Data of labeled points:
□ □ □ □ □ □ □
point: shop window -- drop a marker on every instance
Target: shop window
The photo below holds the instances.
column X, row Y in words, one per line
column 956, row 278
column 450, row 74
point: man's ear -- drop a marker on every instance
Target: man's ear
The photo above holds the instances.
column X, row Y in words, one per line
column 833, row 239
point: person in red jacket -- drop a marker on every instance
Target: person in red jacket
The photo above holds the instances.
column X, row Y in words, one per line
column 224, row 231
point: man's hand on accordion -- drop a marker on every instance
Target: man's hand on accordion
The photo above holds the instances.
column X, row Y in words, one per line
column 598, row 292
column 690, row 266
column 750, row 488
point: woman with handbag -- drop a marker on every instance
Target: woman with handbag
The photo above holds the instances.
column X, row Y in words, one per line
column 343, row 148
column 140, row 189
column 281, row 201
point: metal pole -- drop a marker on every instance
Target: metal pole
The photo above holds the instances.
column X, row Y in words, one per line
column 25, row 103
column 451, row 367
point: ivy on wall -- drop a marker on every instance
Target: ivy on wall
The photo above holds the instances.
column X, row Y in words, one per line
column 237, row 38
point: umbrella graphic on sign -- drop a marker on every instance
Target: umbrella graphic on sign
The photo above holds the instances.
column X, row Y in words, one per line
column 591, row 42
□ □ □ □ □ □ □
Reproduce the data above with every "drop a marker" switched to "place a pin", changing nothing else.

Correct response:
point: shop window -- place a pin on every instance
Target: shop window
The photo below holds the instances.
column X, row Y in words, one per line
column 956, row 278
column 450, row 74
point: man's ear -- place a pin on every instance
Target: man's ear
The photo above holds the instances.
column X, row Y in words, one per line
column 833, row 239
point: person in red jacket -- place a pin on every instance
Target: person in red jacket
The photo above holds the instances.
column X, row Y in words, one per line
column 224, row 231
point: man's hand on accordion -- place a pin on every instance
Target: man's hand on accordion
The photo above holds the instances.
column X, row Y in words, one per line
column 598, row 292
column 690, row 266
column 750, row 488
point: woman with handbag -- place a pin on every instance
Target: woman with handbag
The photo above holds the instances.
column X, row Y in words, one per line
column 343, row 148
column 140, row 189
column 281, row 201
point: metal pole -- place a pin on every instance
Target: metal pole
The photo above holds the instances.
column X, row Y in words, one per line
column 25, row 103
column 451, row 367
point: ivy on wall -- place a pin on every instance
Target: ivy on wall
The photo above holds the instances.
column X, row Y in words, one per line
column 237, row 38
point: umbrella graphic on sign -- place a pin on every instance
Target: umbrella graphic on sign
The photo above holds the instances.
column X, row Y in words, one per line
column 591, row 42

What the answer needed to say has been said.